Source records:
━━━━━━━━━━
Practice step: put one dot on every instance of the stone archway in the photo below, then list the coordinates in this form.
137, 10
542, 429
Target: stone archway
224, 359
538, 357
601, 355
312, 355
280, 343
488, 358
━━━━━━━━━━
What the exercise asks:
Reproduce the records exactly, keeping every line.

Task output:
Practice step: put one dot on every instance of the stone archway in the photo below, then list the coordinates in this form.
137, 10
542, 429
Target: stone archway
224, 359
538, 357
601, 355
312, 355
280, 343
488, 358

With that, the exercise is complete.